__Passage for review__.
Although we were having fun, we did have a few objectives. Foremost in my mind was the need to check that the tracks around Woodford were rideable. We’re planning a large social ride here in a few weeks with about 30 friends, and I wanted to make sure that our planned route would work.
I mentally ticked off a few boxes as we rolled over a couple of plank bridges in the cool forest.
We’ve ridden our bikes down The Giant Drop a few times. It’s a really challenging hill which requires total concentration.
Today I was impressed to see people drive UP it in their Four Wheel Drives.
The place was crawling with 4WD’s and trail bikes. Everyone seemed to be having a good time.
We decided to give The Giant Drop a wide berth and rode down the hill the easy (and more scenic) way.
The great thing about the Glasshouse Mountains is that you don’t have to look very far to find alternative routes. There are trails going off in all directions.
As we neared Mount Beerwah we met a couple of vehicles coming in the opposite direction. Everyone must have had the same idea – that today was a good day to get out in the bush.

(Data excerpts)
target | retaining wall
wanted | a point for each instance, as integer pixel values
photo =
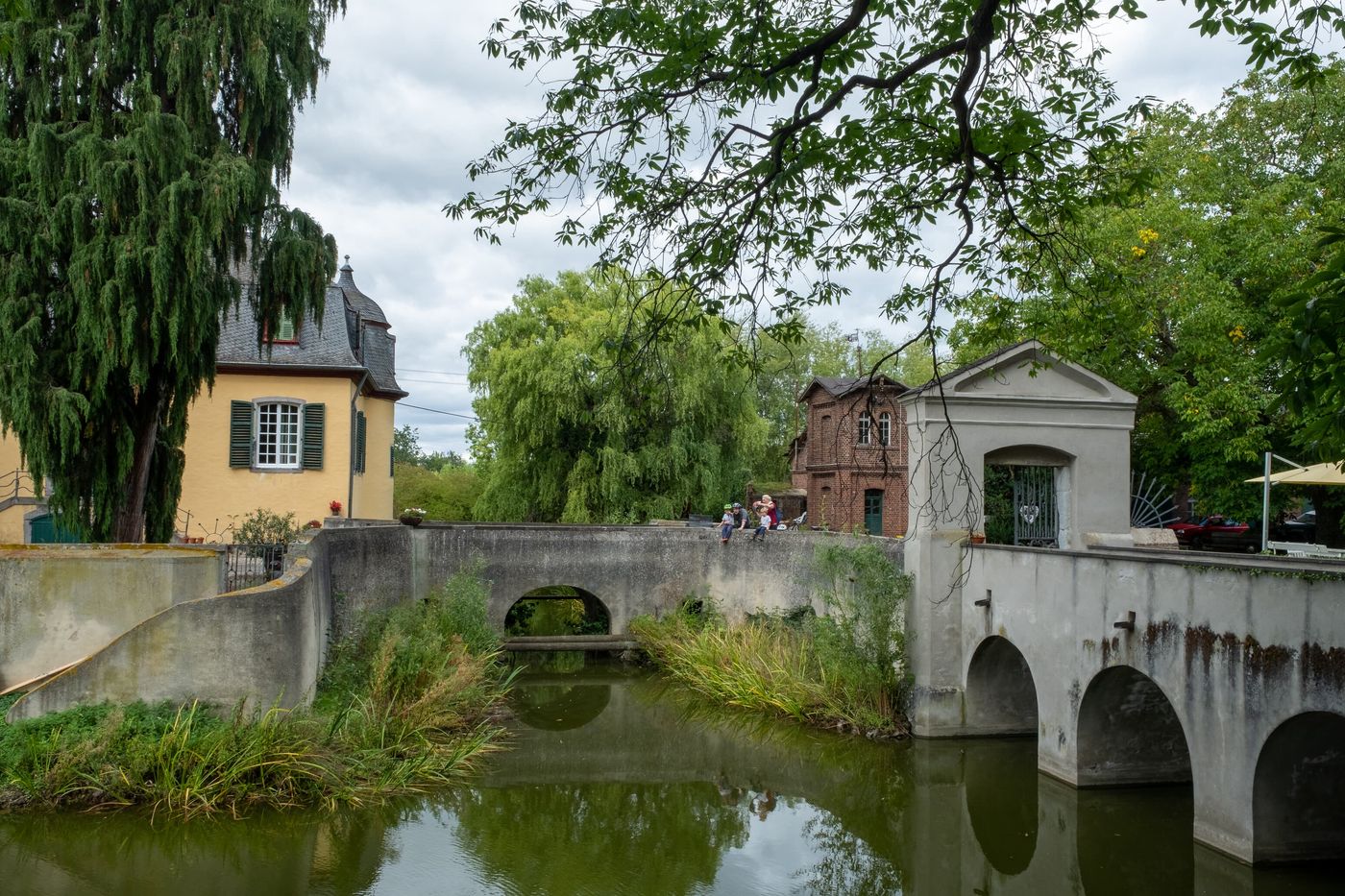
(60, 603)
(262, 646)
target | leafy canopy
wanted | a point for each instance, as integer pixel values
(1179, 295)
(141, 151)
(756, 150)
(575, 426)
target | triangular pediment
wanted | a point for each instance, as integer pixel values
(1031, 370)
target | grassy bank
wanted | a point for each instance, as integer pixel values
(840, 670)
(404, 708)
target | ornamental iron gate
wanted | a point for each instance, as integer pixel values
(1036, 522)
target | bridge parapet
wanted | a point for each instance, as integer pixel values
(1150, 667)
(631, 569)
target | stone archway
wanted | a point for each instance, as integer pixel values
(1129, 734)
(558, 610)
(1298, 797)
(1001, 695)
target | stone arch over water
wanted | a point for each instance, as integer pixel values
(1129, 734)
(1001, 695)
(1298, 797)
(558, 610)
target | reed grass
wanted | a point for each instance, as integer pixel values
(844, 670)
(405, 708)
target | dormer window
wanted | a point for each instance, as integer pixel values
(285, 329)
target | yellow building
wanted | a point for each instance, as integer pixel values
(298, 425)
(20, 498)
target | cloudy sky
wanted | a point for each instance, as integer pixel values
(410, 98)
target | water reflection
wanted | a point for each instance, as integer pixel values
(621, 785)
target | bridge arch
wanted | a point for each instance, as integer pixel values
(1001, 694)
(558, 610)
(1129, 734)
(1298, 794)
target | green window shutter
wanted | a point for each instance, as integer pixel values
(239, 433)
(315, 419)
(360, 430)
(285, 327)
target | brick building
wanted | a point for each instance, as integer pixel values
(851, 455)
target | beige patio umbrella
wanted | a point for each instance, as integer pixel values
(1328, 473)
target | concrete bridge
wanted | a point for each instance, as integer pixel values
(1127, 666)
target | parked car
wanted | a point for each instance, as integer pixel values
(1219, 533)
(1301, 529)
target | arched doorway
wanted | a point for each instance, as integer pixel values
(1024, 490)
(1129, 734)
(558, 610)
(1298, 797)
(1001, 697)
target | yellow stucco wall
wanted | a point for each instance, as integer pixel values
(11, 517)
(218, 496)
(374, 489)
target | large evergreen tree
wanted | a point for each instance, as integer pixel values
(143, 145)
(578, 426)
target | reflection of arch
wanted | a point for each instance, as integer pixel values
(1298, 798)
(1001, 697)
(1129, 734)
(1001, 784)
(561, 707)
(594, 619)
(1133, 842)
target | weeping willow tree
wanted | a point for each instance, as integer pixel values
(587, 417)
(143, 145)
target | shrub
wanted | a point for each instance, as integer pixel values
(266, 527)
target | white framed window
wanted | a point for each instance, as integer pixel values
(278, 435)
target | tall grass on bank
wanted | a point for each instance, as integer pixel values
(841, 670)
(404, 708)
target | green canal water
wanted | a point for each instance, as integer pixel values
(619, 784)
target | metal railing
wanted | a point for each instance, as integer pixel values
(16, 485)
(249, 566)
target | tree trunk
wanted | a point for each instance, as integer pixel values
(131, 519)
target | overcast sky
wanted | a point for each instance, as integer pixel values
(410, 100)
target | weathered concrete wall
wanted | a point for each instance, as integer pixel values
(631, 569)
(1236, 646)
(60, 603)
(264, 644)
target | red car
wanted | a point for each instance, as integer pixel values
(1219, 533)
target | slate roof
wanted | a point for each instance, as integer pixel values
(843, 386)
(352, 338)
(363, 305)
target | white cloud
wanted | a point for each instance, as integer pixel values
(410, 98)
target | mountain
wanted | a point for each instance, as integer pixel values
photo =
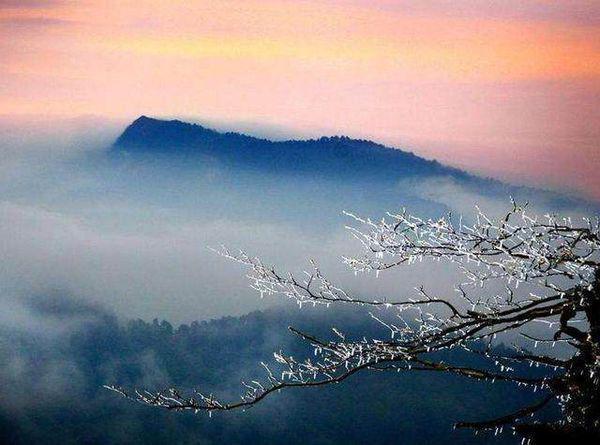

__Work item__. Reproduce the passage about riding the tracks near Woodford and Mount Beerwah in its entirety, with no changes. The data excerpts are not required for this exercise.

__Solved problem__.
Although we were having fun, we did have a few objectives. Foremost in my mind was the need to check that the tracks around Woodford were rideable. We’re planning a large social ride here in a few weeks with about 30 friends, and I wanted to make sure that our planned route would work.
I mentally ticked off a few boxes as we rolled over a couple of plank bridges in the cool forest.
We’ve ridden our bikes down The Giant Drop a few times. It’s a really challenging hill which requires total concentration.
Today I was impressed to see people drive UP it in their Four Wheel Drives.
The place was crawling with 4WD’s and trail bikes. Everyone seemed to be having a good time.
We decided to give The Giant Drop a wide berth and rode down the hill the easy (and more scenic) way.
The great thing about the Glasshouse Mountains is that you don’t have to look very far to find alternative routes. There are trails going off in all directions.
As we neared Mount Beerwah we met a couple of vehicles coming in the opposite direction. Everyone must have had the same idea – that today was a good day to get out in the bush.